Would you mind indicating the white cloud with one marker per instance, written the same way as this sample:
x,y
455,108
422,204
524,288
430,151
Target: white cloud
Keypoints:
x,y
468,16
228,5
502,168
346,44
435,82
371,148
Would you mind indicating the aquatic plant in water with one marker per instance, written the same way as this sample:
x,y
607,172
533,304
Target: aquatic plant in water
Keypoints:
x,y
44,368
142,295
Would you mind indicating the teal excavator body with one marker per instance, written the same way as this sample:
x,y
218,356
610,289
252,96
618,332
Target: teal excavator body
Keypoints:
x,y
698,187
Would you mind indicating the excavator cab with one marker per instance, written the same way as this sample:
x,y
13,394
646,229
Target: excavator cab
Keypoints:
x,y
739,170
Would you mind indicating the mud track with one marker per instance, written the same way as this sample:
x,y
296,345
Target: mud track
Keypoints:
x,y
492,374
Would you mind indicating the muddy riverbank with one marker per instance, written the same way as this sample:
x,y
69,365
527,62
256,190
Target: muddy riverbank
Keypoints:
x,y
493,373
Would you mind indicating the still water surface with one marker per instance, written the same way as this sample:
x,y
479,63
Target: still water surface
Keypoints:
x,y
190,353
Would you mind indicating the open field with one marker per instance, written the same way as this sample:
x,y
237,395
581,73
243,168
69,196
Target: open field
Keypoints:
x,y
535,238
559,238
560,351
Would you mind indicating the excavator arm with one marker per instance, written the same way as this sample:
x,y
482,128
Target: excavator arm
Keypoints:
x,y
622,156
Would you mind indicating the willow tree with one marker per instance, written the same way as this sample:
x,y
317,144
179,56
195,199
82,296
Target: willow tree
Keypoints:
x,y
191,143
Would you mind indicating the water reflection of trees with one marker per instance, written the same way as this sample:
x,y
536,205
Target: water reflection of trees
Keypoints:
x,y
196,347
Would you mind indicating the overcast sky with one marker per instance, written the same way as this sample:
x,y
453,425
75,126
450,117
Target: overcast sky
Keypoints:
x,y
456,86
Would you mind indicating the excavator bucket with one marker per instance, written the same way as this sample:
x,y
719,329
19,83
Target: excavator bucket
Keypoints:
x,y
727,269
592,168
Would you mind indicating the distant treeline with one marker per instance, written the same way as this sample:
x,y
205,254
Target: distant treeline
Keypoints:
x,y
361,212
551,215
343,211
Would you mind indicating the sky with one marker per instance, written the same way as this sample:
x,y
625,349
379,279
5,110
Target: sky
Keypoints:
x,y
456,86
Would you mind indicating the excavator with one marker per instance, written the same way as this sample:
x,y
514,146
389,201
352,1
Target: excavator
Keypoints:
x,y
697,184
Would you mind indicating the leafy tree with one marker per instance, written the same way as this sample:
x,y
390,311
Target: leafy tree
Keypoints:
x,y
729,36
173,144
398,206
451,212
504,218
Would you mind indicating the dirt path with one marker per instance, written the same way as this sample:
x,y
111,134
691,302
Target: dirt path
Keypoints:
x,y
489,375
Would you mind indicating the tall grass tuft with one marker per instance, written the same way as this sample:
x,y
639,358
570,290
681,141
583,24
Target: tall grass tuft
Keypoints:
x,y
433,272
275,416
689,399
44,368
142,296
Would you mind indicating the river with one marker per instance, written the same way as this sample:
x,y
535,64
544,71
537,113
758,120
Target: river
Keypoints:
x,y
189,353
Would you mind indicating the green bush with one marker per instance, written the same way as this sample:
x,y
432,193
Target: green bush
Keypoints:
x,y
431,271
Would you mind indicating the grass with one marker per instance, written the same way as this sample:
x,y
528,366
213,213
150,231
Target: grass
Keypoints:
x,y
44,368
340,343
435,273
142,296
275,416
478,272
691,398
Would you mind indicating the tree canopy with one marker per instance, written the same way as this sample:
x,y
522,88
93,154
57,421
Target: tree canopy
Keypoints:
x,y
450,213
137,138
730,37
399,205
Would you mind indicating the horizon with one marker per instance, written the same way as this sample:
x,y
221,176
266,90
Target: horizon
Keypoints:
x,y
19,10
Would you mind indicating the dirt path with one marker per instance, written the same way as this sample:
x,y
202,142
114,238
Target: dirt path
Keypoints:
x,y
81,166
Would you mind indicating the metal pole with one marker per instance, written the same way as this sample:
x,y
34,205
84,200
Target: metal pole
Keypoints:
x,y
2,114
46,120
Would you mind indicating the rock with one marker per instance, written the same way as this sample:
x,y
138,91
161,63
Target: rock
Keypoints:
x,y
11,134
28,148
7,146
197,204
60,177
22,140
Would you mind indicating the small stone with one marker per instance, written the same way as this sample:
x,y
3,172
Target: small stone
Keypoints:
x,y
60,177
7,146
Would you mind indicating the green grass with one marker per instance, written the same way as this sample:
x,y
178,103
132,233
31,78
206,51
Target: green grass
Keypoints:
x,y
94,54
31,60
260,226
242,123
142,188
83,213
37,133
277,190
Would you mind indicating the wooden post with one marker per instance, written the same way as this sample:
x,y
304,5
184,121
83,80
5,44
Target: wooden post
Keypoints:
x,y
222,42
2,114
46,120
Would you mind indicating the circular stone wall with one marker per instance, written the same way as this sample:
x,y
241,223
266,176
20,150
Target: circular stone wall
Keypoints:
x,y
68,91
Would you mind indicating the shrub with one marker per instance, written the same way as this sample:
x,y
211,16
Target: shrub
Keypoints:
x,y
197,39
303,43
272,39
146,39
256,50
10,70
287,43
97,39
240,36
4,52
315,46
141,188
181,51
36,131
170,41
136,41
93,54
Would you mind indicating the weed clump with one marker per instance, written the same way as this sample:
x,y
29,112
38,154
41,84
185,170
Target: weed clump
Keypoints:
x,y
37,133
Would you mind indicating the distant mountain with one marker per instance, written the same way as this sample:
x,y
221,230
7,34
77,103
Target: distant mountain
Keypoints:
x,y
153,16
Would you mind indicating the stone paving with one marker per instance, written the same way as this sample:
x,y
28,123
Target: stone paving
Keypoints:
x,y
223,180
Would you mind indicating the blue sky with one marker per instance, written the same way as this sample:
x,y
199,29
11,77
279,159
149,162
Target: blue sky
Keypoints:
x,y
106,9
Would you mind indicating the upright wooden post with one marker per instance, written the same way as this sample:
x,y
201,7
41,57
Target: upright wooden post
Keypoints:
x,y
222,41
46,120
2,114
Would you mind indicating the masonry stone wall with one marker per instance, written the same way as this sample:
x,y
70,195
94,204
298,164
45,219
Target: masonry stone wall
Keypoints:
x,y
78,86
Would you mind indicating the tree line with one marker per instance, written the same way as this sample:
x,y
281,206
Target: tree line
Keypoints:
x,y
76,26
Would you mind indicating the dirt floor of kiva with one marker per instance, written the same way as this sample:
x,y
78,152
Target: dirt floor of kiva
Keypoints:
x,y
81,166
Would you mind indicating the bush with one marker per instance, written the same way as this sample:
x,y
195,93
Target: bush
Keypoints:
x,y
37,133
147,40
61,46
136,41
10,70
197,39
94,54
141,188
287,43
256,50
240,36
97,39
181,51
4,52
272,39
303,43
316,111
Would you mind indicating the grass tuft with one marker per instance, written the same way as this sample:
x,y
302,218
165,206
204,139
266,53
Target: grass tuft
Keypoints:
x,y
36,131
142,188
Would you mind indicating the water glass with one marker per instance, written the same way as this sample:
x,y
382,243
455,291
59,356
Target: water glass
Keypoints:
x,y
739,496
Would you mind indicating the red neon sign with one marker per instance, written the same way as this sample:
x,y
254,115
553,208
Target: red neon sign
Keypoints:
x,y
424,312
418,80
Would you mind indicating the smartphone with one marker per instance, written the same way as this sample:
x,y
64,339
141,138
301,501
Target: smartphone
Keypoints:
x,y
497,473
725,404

● **Work instructions**:
From the first line to the last, copy every record exactly.

● **Output for this task**:
Would you mind indicating the white cloud with one marker per instance, written the same way as this sample:
x,y
455,108
422,204
524,288
430,151
Target: white cloud
Keypoints:
x,y
468,16
228,5
502,168
346,44
435,82
371,148
Would you mind indicating the aquatic plant in water with one marker per instance, written the same way as this sample:
x,y
607,172
533,304
Target: aquatic plant in water
Keypoints:
x,y
44,368
142,295
Would you mind indicating the teal excavator body with one marker per instance, written the same way as this sample:
x,y
218,356
610,289
252,96
618,332
Target: teal excavator body
Keypoints:
x,y
698,187
Would you mind indicating the excavator cab with one marker per instance, written the same way as this sample:
x,y
13,394
646,229
Target: excavator cab
Keypoints:
x,y
739,170
Would you mind indicating the mud track with one marker per instance, written the same way as this sample:
x,y
296,345
Target: mud track
Keypoints:
x,y
492,374
Would you mind indicating the muddy riverbank with one marker per instance, written the same way as this sample:
x,y
69,365
527,62
256,190
Target: muddy riverbank
Keypoints:
x,y
493,373
Would you mind indicating the still water surface with one marker per instance, written the same way as this sample:
x,y
479,63
Target: still water surface
Keypoints:
x,y
190,353
Would you mind indicating the open field with one marker per instance, written the same way as this sample:
x,y
237,395
581,73
243,168
69,196
Target: open field
Keypoints:
x,y
535,238
559,238
560,351
Would you mind indicating the excavator arm with one marker per instance, written the same way as this sample:
x,y
482,128
Target: excavator arm
Keypoints:
x,y
622,156
Would you mind indicating the willow tree with one marker per instance, written the same way as this sample:
x,y
317,144
179,56
195,199
82,296
Target: willow tree
Keypoints:
x,y
191,143
Would you mind indicating the water reflection of trees with one marker per instance, written the same way as this sample:
x,y
536,205
Target: water reflection of trees
Keypoints:
x,y
196,347
Would you mind indicating the overcast sky with one marker per instance, written the same way as this sample:
x,y
453,425
75,126
450,117
Target: overcast sky
Keypoints:
x,y
456,86
Would you mind indicating the excavator bucket with one marker per instance, written the same way as this sample:
x,y
719,329
19,83
Target: excavator bucket
Keypoints:
x,y
727,269
592,168
Would you mind indicating the distant treeline with one marker per instance, written the same way as this sample:
x,y
205,254
Target: distant treeline
Keypoints:
x,y
361,212
551,215
343,211
Would you mind indicating the sky with one marker per instance, written the same way as this sample:
x,y
625,349
379,279
5,110
Target: sky
Keypoints:
x,y
456,86
Would you mind indicating the excavator with one marker per instance, written the same way as this sample:
x,y
514,146
389,201
352,1
Target: excavator
Keypoints:
x,y
697,184
Would you mind indicating the leafy tree with one marker per instance, written the same way as this sample:
x,y
390,311
Target: leafy tree
Keypoints:
x,y
729,36
173,144
398,206
451,212
504,218
Would you mind indicating the dirt path with one marker per instance, written the same way as this sample:
x,y
111,134
691,302
Target: dirt path
Keypoints:
x,y
489,375
Would you mind indicating the tall grass tuft with one marker per instance, written the same way as this sample:
x,y
639,358
570,290
681,141
583,24
Target: tall grass tuft
Keypoints:
x,y
433,272
275,416
689,399
44,368
142,296
Would you mind indicating the river with one marker per instance, written the same way as this sample:
x,y
535,64
544,71
537,113
758,120
Target: river
Keypoints:
x,y
189,353
Would you mind indicating the green bush with one marker per instance, written the same way as this sample:
x,y
432,193
Target: green bush
Keypoints:
x,y
431,271
Would you mind indicating the grass with one marker per instance, written the same way as this sample:
x,y
528,366
213,213
150,231
Target: grass
Keypoints:
x,y
44,368
340,343
435,273
142,296
275,416
478,272
691,398
Would you mind indicating the tree canopy with one marker per instance, written the same way as this sample:
x,y
522,88
93,154
57,421
Target: tree canopy
Keypoints:
x,y
450,213
137,138
730,37
399,205
Would you mind indicating the horizon with one marker per instance, written the same way as this sample:
x,y
221,176
266,90
Target: horizon
Keypoints:
x,y
19,10
Would you mind indicating the dirt path with one marker per instance, written the same way as this sample:
x,y
202,142
114,238
Target: dirt path
Keypoints:
x,y
81,166
Would you mind indicating the metal pole with one marker per instance, written the same way as this sample:
x,y
34,205
84,200
Target: metal pole
Keypoints:
x,y
2,114
46,120
Would you mind indicating the rock with one marker per instance, written the same way as this sample:
x,y
138,91
161,63
Target: rock
Keypoints:
x,y
11,134
28,148
7,146
197,204
60,177
22,140
Would you mind indicating the small stone with one marker per instance, written the same way as this sample:
x,y
3,172
Target: small stone
Keypoints:
x,y
60,177
7,146
Would you mind indicating the green grass with one marker per instance, written the same way as this sample:
x,y
178,103
132,233
31,78
206,51
Target: green grass
Keypoints:
x,y
94,54
31,60
260,226
242,123
142,188
83,213
37,133
277,190
Would you mind indicating the wooden post with one marker per instance, written the same way as this sample:
x,y
304,5
184,121
83,80
5,44
Target: wooden post
Keypoints:
x,y
222,42
2,114
46,120
Would you mind indicating the circular stone wall with one marker per instance, written the same way as this sample:
x,y
241,223
266,176
20,150
Target: circular stone wall
Keypoints:
x,y
68,91
Would you mind indicating the shrub with one marker per instance, written the same way as this sample:
x,y
211,16
Target: shrub
Keypoints:
x,y
197,39
303,43
272,39
146,39
256,50
10,70
287,43
97,39
240,36
4,52
315,46
141,188
181,51
36,131
170,41
136,41
93,54
Would you mind indicating the weed clump with one marker per instance, written the same way as this sample:
x,y
29,112
38,154
41,84
185,170
Target: weed clump
Keypoints:
x,y
37,133
Would you mind indicating the distant mountain with one marker per instance, written the same way as this sample:
x,y
221,230
7,34
77,103
Target: distant mountain
Keypoints:
x,y
153,16
Would you mind indicating the stone paving with one marker per instance, written the same way as this sample:
x,y
28,123
Target: stone paving
Keypoints:
x,y
223,180
Would you mind indicating the blue sky with one marker per instance, written the same way as this sample:
x,y
199,29
11,77
279,159
149,162
Target: blue sky
Keypoints:
x,y
106,9
Would you mind indicating the upright wooden post with one marker per instance, written the same way as this sample:
x,y
201,7
41,57
Target: upright wooden post
Keypoints:
x,y
222,41
46,120
2,114
Would you mind indicating the masonry stone wall with one marker per instance, written the same way as this sample:
x,y
70,195
94,204
298,164
45,219
Target: masonry stone wall
Keypoints:
x,y
78,86
Would you mind indicating the tree line with one marker per instance, written the same way as this sample:
x,y
281,206
Target: tree line
Keypoints:
x,y
76,26
Would you mind indicating the dirt floor of kiva with one marker per instance, written the same way as this sample:
x,y
78,152
Target: dirt floor of kiva
Keypoints:
x,y
81,166
Would you mind indicating the bush with one marker per instance, written the same way as this sample:
x,y
195,93
Target: bush
Keypoints:
x,y
37,133
147,40
61,46
136,41
10,70
197,39
94,54
141,188
287,43
256,50
240,36
97,39
181,51
4,52
272,39
303,43
316,111
Would you mind indicating the grass tuft with one marker per instance, written the same way as this sample:
x,y
302,218
165,206
204,139
266,53
Target: grass tuft
Keypoints:
x,y
36,131
142,188
Would you mind indicating the water glass with one marker per instance, written the same way as this sample:
x,y
382,243
455,291
59,356
Target: water glass
Keypoints:
x,y
739,496
Would you mind indicating the red neon sign with one marker per instance, written the same way as this sample:
x,y
254,115
553,208
Target: red neon sign
Keypoints:
x,y
424,312
418,80
Would you mind indicating the smartphone with one marker per instance, written the same way as this sample:
x,y
64,339
141,138
301,501
Target: smartphone
Keypoints:
x,y
497,473
725,404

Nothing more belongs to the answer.